* [Directive]: Rewrite every line of the records from the line containing "Return one point per instance of the submerged" through the end of the records, both ends included, and increase each coordinate in the answers by 72. Leave all other lines unchanged.

==== Data entries ====

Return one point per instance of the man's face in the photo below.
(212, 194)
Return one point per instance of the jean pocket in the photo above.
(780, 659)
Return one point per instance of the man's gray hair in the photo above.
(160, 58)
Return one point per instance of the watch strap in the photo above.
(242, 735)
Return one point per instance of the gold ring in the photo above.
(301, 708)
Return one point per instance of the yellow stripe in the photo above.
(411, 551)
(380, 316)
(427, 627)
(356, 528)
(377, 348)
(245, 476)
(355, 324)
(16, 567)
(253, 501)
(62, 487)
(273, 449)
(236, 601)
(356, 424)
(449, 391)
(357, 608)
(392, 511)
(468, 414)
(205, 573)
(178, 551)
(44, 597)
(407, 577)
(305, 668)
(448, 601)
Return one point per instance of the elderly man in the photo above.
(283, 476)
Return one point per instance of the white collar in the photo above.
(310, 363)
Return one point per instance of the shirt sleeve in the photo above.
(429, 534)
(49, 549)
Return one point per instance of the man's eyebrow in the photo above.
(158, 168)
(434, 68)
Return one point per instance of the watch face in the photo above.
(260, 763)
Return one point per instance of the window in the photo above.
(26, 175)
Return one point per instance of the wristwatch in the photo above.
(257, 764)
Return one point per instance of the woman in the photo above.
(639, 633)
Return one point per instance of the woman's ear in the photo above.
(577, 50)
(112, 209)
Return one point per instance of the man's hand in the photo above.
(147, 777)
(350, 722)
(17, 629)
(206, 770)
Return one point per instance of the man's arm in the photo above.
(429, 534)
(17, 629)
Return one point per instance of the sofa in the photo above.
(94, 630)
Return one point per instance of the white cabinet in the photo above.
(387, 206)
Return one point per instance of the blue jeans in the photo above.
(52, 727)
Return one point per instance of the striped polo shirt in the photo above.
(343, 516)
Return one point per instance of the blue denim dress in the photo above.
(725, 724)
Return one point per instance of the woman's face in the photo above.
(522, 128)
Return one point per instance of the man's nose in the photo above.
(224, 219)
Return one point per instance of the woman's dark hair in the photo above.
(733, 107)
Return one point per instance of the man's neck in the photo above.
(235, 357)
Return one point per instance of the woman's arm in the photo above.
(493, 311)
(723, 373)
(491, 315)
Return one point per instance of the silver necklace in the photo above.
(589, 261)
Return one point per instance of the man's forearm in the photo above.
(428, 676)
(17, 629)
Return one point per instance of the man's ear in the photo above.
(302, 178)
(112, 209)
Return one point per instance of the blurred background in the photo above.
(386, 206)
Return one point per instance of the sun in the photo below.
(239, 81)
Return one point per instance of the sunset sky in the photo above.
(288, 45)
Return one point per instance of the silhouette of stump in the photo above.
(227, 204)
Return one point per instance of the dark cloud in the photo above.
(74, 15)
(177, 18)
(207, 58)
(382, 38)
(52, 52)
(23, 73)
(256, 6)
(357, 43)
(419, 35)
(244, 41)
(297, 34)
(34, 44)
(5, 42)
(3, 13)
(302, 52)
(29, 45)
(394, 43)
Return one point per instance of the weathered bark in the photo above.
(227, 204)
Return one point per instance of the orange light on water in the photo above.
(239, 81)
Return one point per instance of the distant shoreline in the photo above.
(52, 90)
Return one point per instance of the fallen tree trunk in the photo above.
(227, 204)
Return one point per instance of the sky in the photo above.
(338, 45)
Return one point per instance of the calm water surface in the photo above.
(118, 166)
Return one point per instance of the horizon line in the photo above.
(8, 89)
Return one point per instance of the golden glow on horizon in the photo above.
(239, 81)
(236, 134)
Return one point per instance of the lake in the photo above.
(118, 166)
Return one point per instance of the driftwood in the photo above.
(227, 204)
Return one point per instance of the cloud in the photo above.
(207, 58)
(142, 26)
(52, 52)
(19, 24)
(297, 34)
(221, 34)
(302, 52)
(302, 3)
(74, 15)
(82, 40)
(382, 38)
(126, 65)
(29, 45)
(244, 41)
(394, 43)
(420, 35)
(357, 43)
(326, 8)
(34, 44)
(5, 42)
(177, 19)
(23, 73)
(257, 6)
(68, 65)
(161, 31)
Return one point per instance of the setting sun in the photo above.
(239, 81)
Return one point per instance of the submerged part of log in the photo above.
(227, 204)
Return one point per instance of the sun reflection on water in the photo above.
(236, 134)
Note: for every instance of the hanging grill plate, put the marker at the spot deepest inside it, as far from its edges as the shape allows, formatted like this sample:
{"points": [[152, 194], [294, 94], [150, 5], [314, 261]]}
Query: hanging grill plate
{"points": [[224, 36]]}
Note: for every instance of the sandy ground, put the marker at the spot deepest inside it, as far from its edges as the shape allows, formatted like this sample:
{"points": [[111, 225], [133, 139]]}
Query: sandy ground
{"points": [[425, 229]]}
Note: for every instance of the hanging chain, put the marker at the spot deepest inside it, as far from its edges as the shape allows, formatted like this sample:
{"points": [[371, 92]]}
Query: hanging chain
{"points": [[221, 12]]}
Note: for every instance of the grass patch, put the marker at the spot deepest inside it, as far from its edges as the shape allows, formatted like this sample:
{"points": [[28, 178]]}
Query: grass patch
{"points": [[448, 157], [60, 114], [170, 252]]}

====

* [Response to this exercise]:
Return one point per instance of the submerged part of log in the photo above.
(299, 276)
Return one point per instance of the sun reflection on water in the photo above.
(308, 206)
Note: for every instance of the hanging grill plate, put the marker at the spot deepest inside it, as far from its edges as the shape allows, formatted like this sample:
{"points": [[152, 194], [294, 94], [150, 5], [314, 261]]}
Query: hanging grill plate
{"points": [[296, 108]]}
Note: for every instance of the sandy ground, put the marker at the spot deepest inside it, as far from its edges as the shape allows, formatted like this sample:
{"points": [[111, 225], [133, 139]]}
Query: sandy ground
{"points": [[497, 301]]}
Note: for every instance of the hanging chain, put the marker at the spot deepest inside it, as far from its edges as the shape allows, formatted like this sample:
{"points": [[371, 92]]}
Query: hanging chain
{"points": [[293, 84]]}
Note: for every instance of the grass patch, put the marker at the spot deepest inside it, as far from its edges as the shape allows, formatted like this sample:
{"points": [[28, 178]]}
Query: grass patch
{"points": [[520, 229], [132, 186], [242, 324]]}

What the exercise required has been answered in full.